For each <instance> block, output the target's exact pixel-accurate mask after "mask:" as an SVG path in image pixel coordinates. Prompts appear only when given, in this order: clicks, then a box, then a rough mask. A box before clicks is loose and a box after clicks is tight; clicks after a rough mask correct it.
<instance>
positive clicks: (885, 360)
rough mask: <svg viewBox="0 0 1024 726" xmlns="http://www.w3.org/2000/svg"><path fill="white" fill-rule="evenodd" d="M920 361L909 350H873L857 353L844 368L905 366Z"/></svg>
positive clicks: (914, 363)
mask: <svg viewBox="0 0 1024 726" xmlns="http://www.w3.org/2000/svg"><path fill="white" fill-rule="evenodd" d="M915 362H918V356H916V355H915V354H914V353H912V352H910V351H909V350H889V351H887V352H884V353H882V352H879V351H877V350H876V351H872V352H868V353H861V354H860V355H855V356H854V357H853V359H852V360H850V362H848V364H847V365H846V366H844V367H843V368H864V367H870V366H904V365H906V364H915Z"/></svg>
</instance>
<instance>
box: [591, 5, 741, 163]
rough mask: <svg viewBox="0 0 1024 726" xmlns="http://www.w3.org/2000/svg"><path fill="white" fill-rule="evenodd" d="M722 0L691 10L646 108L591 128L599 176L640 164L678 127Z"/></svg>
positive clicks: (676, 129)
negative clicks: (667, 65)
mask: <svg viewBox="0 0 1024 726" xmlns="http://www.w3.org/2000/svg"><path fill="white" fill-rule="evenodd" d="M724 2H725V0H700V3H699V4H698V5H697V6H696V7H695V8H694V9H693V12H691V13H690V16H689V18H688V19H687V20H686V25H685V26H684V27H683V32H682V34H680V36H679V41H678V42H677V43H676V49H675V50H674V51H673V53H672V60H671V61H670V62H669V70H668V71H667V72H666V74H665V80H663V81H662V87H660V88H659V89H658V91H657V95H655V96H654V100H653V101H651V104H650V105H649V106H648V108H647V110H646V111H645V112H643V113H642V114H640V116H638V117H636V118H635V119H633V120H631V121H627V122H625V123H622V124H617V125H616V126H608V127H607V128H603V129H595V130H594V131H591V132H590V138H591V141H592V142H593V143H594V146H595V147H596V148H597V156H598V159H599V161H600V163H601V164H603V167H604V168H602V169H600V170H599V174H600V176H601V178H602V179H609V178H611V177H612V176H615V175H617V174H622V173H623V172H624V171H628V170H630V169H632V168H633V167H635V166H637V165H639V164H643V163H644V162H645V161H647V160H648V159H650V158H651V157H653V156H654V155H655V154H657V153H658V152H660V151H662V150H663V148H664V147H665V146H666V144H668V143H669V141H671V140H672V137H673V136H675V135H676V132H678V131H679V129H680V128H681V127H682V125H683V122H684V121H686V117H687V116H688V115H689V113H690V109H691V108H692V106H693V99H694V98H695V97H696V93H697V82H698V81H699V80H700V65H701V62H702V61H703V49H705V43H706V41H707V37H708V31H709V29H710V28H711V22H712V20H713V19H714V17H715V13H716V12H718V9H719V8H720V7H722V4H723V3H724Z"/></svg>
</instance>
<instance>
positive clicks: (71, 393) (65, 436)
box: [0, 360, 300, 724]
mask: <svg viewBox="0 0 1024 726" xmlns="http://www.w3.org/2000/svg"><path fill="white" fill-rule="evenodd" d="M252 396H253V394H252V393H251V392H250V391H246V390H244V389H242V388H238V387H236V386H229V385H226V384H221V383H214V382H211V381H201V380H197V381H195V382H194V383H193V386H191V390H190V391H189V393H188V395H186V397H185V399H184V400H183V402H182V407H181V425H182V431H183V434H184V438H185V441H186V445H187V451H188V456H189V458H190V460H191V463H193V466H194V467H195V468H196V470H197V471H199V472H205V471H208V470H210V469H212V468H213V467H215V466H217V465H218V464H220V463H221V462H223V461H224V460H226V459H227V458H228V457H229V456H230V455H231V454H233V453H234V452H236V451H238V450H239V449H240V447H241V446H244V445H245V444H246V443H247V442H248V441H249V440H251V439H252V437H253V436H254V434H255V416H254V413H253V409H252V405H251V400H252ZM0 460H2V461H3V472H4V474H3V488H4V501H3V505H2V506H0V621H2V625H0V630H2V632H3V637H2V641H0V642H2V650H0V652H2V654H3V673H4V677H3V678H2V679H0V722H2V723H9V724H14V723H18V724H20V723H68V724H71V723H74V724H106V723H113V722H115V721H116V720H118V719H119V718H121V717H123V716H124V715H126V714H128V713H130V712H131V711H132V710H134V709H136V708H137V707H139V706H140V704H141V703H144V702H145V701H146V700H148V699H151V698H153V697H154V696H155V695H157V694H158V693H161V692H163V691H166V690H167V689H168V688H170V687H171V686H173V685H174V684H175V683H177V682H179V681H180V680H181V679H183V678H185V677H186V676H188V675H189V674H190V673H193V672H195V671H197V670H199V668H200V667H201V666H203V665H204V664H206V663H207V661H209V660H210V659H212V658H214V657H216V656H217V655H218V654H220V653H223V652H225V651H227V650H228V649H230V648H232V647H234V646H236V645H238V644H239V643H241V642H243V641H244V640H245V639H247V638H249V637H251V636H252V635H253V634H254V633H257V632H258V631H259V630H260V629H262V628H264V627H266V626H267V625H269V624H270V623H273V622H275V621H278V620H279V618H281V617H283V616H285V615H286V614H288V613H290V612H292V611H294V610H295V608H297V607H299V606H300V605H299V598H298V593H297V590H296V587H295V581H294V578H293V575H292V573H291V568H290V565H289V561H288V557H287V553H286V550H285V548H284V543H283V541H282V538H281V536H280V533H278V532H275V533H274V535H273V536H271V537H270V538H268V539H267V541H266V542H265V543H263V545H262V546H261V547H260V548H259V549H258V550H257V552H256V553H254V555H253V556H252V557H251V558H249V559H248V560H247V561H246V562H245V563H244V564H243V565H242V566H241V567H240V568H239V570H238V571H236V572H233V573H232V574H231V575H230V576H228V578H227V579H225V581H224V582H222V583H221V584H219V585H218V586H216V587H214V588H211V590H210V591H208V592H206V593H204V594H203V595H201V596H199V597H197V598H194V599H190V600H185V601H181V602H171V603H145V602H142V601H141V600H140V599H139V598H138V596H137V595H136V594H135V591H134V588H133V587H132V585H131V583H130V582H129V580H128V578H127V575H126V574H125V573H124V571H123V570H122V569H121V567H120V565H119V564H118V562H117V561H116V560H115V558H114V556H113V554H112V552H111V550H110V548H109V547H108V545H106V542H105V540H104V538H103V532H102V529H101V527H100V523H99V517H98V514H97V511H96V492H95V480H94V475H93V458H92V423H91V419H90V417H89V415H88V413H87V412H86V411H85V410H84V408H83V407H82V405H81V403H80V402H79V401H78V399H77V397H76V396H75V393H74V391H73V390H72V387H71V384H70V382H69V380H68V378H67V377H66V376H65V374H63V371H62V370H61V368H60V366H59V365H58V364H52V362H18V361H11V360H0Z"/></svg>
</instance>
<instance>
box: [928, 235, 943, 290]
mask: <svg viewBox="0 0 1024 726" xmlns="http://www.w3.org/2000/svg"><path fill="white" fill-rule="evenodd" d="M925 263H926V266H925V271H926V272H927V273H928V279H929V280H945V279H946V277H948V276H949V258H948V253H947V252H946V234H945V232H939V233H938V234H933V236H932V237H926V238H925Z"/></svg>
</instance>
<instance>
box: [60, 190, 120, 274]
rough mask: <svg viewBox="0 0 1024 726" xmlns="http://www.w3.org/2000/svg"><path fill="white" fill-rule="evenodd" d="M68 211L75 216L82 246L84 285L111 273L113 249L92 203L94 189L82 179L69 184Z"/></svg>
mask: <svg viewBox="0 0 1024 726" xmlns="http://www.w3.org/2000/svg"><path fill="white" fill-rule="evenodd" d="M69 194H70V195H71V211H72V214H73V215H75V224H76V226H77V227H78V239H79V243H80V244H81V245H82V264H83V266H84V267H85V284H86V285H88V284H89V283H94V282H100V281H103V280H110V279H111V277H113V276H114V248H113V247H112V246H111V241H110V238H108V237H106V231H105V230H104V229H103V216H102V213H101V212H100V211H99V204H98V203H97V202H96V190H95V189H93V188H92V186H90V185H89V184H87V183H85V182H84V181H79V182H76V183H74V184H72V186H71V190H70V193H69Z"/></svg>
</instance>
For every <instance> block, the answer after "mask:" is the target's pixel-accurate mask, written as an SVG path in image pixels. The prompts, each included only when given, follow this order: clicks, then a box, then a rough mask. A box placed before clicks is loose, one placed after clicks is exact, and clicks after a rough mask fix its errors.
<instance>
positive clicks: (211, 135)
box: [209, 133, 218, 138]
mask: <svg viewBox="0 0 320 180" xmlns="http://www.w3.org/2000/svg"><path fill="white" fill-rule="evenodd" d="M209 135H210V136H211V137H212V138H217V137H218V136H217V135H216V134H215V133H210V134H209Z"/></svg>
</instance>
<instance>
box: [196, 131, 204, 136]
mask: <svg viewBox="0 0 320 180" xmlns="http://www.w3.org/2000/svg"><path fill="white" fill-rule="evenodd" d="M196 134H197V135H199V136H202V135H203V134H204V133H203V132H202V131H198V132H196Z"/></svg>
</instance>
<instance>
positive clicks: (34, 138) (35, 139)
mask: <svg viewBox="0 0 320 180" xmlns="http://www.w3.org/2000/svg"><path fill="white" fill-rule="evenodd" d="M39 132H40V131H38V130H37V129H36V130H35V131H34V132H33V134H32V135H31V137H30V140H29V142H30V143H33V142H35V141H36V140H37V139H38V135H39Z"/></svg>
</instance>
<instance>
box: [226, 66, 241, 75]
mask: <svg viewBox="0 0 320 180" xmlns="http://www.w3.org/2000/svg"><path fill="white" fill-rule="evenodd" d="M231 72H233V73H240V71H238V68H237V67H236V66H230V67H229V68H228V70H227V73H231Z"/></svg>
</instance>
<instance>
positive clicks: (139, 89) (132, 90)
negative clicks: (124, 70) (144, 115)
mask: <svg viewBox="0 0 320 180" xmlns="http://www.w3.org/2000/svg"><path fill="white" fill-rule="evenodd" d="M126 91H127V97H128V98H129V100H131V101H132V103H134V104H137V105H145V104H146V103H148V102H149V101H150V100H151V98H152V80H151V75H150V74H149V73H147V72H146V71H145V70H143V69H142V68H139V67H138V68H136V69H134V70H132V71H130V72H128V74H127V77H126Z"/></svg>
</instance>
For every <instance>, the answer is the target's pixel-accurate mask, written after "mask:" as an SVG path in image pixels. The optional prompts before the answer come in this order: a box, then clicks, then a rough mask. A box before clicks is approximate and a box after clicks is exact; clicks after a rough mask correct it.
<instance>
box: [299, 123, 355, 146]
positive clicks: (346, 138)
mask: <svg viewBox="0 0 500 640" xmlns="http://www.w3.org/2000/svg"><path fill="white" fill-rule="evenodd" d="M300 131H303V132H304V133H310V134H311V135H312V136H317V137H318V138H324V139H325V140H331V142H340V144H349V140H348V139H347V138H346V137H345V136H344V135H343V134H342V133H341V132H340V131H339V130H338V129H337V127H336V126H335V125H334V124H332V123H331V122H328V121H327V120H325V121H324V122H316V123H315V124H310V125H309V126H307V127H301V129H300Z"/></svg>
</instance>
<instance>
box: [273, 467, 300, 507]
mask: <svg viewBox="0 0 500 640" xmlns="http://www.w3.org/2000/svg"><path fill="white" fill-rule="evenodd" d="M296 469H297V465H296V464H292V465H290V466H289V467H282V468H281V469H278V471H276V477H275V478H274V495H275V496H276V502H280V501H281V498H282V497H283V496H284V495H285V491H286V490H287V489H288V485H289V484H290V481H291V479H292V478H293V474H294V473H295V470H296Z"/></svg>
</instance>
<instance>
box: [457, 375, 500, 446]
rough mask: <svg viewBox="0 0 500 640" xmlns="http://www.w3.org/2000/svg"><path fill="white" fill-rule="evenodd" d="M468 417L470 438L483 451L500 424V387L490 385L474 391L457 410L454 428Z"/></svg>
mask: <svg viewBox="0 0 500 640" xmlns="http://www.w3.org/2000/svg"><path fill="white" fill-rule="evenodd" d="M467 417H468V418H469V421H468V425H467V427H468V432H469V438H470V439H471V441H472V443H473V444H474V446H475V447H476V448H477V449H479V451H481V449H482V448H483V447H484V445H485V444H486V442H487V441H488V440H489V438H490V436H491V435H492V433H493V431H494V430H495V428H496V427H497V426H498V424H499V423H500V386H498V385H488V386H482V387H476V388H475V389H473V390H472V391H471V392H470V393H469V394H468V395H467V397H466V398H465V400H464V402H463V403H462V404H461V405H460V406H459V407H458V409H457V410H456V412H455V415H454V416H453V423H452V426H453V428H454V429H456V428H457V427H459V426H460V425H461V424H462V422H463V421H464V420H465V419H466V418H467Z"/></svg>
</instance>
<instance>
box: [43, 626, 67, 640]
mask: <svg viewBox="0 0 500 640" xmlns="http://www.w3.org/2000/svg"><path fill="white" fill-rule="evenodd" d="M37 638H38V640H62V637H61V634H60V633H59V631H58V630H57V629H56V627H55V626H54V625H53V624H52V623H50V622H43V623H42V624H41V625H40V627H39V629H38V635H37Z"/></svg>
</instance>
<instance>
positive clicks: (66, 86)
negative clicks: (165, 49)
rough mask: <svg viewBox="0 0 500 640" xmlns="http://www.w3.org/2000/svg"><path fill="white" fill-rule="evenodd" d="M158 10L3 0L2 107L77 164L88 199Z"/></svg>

* Task to complete:
State how many lines in the records contain the string "pixels". Give the number with no words around it.

* Finished task:
2